**Objective**
Lines before the one containing "the tree line" are excluded; reproduce that line and all lines after it in the entries below, exactly.

## begin The input

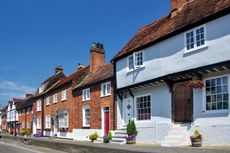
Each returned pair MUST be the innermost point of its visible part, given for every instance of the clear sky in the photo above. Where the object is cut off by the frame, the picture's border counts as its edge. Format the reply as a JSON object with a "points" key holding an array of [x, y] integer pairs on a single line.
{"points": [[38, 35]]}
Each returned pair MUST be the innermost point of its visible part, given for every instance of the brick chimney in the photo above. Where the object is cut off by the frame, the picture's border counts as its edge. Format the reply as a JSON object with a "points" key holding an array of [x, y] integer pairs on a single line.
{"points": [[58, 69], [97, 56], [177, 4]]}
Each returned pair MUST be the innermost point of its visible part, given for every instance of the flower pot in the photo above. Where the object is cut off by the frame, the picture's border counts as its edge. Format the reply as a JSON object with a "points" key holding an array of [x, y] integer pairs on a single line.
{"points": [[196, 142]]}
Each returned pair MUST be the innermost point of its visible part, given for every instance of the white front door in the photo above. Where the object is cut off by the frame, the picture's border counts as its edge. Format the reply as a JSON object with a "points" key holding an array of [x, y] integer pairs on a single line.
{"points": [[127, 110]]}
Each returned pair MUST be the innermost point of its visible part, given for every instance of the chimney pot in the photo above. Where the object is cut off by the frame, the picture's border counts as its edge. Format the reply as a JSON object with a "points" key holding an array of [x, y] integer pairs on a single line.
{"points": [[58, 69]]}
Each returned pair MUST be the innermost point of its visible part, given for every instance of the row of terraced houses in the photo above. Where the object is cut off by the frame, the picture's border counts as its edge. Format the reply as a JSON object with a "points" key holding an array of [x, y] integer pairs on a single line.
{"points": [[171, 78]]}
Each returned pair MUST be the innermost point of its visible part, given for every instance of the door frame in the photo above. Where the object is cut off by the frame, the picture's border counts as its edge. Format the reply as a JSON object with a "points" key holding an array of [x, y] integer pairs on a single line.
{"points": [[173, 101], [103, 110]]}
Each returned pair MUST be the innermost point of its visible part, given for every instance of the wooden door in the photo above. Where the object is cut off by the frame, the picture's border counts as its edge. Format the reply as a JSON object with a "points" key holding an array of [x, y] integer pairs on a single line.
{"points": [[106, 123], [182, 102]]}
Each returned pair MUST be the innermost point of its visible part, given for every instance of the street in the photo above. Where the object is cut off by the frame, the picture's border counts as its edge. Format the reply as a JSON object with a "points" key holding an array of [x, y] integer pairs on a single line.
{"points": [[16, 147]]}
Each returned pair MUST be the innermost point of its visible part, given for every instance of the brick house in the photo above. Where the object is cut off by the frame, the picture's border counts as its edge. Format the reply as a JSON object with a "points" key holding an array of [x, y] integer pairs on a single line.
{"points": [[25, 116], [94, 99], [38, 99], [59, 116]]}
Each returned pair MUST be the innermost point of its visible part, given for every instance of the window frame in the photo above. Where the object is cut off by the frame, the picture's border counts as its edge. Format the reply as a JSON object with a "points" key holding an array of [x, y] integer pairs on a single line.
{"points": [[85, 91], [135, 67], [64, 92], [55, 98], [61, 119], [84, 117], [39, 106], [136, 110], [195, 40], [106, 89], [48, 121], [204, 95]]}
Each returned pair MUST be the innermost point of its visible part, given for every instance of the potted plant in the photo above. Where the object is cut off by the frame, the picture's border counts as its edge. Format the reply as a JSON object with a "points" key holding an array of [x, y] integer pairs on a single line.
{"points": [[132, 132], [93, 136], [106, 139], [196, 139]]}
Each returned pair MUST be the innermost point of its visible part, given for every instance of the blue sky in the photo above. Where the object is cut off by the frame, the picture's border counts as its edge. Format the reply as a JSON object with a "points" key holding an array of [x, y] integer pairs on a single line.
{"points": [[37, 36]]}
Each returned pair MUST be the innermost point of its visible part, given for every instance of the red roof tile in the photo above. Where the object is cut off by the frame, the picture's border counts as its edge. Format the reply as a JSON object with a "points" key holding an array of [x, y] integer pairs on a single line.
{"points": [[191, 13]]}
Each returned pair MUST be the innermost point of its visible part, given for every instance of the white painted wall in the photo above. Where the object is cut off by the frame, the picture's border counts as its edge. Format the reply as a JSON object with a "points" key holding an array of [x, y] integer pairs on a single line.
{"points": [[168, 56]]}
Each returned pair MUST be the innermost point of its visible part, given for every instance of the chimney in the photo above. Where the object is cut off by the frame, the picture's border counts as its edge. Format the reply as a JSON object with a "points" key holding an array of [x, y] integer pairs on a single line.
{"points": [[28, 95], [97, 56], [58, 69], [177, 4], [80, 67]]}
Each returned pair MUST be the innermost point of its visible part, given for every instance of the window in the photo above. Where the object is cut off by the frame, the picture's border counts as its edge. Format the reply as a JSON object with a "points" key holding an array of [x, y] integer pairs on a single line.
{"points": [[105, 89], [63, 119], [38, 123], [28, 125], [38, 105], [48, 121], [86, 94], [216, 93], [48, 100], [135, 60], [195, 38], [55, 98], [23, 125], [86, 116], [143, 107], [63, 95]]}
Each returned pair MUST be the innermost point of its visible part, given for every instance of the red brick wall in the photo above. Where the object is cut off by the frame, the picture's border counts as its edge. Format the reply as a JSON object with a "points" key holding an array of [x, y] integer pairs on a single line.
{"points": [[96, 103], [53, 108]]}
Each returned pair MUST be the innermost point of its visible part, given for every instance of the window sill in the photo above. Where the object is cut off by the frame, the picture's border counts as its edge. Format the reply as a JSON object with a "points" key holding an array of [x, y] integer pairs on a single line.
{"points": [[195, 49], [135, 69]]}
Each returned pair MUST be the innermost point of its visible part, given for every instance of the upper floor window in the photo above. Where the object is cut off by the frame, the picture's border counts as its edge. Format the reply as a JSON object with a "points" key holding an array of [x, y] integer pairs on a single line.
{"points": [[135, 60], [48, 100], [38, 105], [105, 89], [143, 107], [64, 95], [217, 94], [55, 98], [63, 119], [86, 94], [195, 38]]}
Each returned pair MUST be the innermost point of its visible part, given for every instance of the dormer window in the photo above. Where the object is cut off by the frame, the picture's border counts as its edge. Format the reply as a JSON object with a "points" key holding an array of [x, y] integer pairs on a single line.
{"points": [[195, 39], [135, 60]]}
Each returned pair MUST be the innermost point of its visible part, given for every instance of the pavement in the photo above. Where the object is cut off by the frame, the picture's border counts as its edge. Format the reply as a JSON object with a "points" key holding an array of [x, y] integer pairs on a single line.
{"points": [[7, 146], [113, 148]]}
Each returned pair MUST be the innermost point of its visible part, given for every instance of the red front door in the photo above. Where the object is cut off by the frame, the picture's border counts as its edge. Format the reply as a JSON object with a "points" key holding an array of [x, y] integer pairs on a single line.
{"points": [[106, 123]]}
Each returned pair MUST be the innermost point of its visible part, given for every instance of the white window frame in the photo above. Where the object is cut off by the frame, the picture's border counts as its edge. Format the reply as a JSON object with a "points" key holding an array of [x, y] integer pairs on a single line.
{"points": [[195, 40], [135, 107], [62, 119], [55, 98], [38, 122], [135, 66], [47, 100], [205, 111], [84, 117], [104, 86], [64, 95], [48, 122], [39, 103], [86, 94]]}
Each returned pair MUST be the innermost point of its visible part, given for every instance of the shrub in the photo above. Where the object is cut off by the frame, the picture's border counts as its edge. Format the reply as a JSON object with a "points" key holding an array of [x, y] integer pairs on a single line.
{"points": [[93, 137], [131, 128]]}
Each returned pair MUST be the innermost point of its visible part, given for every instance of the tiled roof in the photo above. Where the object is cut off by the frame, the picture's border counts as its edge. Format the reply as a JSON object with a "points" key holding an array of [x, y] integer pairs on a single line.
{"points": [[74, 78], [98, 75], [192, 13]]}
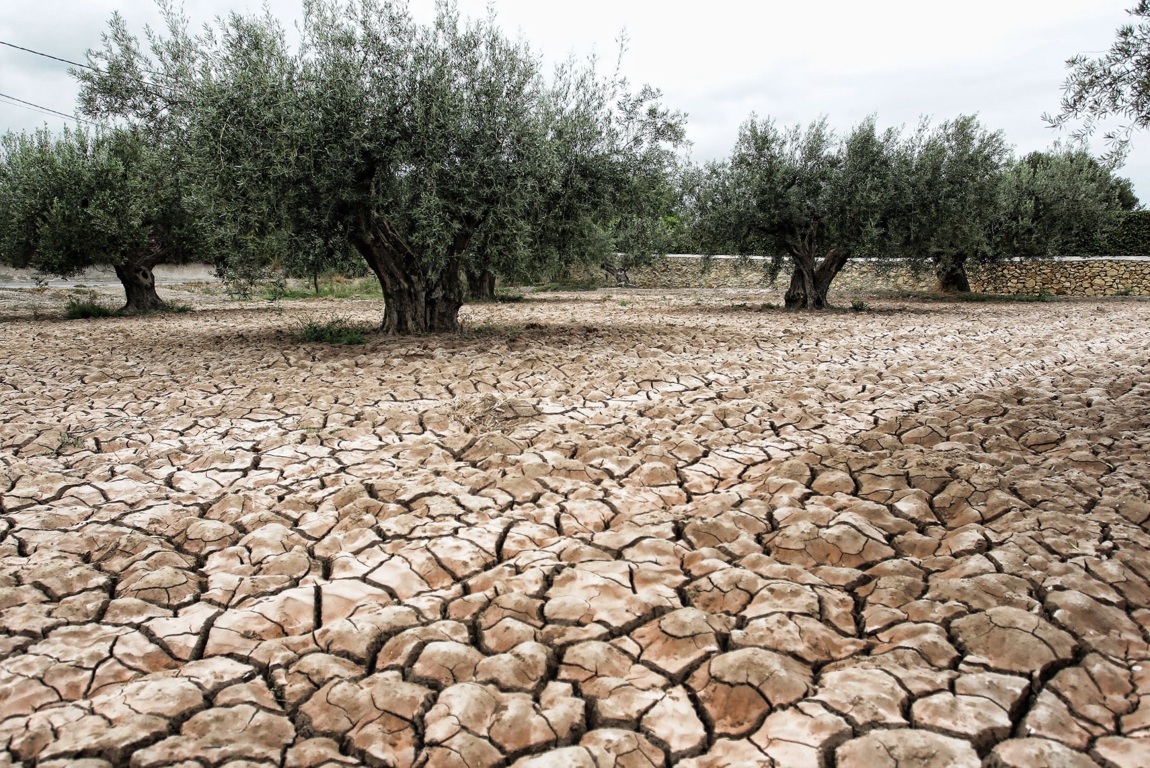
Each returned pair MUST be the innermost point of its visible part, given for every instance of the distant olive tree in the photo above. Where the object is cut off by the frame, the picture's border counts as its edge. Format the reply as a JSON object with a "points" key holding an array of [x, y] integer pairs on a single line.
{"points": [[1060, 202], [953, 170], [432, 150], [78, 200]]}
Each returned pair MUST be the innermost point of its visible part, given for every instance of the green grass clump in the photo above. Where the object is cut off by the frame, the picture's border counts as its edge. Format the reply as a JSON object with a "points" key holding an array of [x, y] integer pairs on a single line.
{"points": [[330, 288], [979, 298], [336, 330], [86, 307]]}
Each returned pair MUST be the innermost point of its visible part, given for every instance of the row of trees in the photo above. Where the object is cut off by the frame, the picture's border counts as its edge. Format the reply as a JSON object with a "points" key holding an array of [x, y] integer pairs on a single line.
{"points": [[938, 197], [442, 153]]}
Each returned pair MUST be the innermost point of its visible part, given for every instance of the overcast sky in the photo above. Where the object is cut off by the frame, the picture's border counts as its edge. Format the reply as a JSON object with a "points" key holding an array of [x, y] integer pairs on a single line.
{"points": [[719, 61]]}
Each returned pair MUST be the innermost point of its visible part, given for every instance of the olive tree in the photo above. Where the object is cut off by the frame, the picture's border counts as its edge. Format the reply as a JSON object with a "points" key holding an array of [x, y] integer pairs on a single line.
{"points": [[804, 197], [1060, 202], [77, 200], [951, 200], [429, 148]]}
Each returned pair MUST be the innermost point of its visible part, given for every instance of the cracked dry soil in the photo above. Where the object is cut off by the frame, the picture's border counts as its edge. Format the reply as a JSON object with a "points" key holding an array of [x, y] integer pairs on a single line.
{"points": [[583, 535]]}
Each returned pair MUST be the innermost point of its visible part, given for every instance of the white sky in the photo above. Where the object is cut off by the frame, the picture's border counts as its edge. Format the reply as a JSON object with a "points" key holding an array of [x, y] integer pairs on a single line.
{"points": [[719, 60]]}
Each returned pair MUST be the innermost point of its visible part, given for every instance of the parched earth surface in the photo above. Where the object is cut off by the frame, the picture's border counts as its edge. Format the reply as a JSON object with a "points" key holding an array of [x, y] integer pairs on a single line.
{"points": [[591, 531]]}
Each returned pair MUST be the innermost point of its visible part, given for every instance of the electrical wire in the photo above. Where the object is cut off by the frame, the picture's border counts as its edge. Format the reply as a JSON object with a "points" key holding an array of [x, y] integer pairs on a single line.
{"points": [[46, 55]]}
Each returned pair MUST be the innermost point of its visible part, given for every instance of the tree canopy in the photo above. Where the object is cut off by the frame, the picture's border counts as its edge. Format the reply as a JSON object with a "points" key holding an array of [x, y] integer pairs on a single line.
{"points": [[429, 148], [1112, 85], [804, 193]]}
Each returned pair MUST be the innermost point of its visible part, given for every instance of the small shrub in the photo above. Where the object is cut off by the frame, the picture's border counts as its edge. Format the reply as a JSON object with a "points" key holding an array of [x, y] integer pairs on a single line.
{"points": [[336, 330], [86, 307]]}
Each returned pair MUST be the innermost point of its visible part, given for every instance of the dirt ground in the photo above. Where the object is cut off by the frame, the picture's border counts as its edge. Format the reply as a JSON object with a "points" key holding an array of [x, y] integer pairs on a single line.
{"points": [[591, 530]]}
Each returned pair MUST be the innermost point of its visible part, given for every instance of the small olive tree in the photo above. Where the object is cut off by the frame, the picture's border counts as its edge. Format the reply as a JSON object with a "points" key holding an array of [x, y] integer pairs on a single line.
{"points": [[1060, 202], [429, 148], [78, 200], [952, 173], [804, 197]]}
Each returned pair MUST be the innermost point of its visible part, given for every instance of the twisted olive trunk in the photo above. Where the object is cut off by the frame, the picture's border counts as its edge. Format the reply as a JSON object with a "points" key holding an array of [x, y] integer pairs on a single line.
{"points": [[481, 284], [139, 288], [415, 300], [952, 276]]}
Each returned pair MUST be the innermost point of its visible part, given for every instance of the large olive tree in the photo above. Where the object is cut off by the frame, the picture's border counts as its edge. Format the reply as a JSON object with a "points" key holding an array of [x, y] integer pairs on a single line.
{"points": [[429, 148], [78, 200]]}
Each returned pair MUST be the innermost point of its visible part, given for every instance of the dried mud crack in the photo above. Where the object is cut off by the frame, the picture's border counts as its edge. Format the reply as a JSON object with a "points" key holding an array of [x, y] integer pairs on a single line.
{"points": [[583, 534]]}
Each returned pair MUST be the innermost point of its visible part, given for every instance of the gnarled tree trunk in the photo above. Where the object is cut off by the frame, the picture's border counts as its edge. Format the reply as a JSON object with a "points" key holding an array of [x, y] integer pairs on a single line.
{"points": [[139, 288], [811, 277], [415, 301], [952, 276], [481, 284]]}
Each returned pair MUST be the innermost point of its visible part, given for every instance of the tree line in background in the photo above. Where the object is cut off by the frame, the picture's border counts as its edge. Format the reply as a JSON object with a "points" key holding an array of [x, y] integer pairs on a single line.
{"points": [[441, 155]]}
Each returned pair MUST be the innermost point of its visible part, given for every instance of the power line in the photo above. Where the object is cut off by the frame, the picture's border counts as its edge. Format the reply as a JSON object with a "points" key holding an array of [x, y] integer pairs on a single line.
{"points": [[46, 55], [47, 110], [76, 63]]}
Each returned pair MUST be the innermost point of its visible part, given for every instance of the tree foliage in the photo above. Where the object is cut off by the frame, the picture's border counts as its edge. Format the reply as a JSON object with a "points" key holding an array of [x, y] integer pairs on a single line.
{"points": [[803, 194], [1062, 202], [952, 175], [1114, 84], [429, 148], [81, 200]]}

## end The input

**The response**
Each returned pair MUST be the innermost point of its visible part, given for every instance of the tree line in background in the photo above. Where the object is cut off by the frame, the picture's border counts as its edge. Format the reply as a JSON object with a "points" key holding an array of [x, y] integer pairs on a single line.
{"points": [[441, 155]]}
Each returned pair MUST be the innermost point of its visible part, given for every instance of the power line in the photo above. Where the object is cut off by the frame, the picture's border counts as its edge. Format the reply as a JSON object with a "points" key holding an array of [x, y] integer pairs on a single line.
{"points": [[46, 55], [47, 110], [76, 63]]}
Each returned pair MUST be the innermost point of its visible part, given for every instance of the tree foliage in the photo above. Where the object is cut off by the frame, the picture's border counts as its edge. Format the reply as a JSON object with a "points" key holding an array of [x, y] integer pairs on a single line.
{"points": [[803, 194], [1062, 202], [952, 175], [1114, 84], [429, 148], [81, 200]]}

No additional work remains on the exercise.